=== Problem to work on ===
Rewrite all of the lines below, requests included, and shift each box coordinate in the answers by adding -35 to it. Leave the numbers in the requests and their sample boxes unchanged.

=== The records ===
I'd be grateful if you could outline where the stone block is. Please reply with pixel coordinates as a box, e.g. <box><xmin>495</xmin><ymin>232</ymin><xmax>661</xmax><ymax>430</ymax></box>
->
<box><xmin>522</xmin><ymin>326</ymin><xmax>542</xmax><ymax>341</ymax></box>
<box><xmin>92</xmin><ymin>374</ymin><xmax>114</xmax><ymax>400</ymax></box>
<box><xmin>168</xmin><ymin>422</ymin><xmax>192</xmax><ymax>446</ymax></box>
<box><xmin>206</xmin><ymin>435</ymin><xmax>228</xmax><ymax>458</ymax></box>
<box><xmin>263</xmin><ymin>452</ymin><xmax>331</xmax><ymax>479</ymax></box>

=== Written answer ===
I'd be grateful if you could outline where the stone block is. Please reply with pixel coordinates as a box, e.g. <box><xmin>495</xmin><ymin>232</ymin><xmax>661</xmax><ymax>430</ymax></box>
->
<box><xmin>487</xmin><ymin>291</ymin><xmax>507</xmax><ymax>306</ymax></box>
<box><xmin>57</xmin><ymin>339</ymin><xmax>79</xmax><ymax>365</ymax></box>
<box><xmin>133</xmin><ymin>387</ymin><xmax>157</xmax><ymax>411</ymax></box>
<box><xmin>171</xmin><ymin>400</ymin><xmax>193</xmax><ymax>423</ymax></box>
<box><xmin>228</xmin><ymin>417</ymin><xmax>296</xmax><ymax>444</ymax></box>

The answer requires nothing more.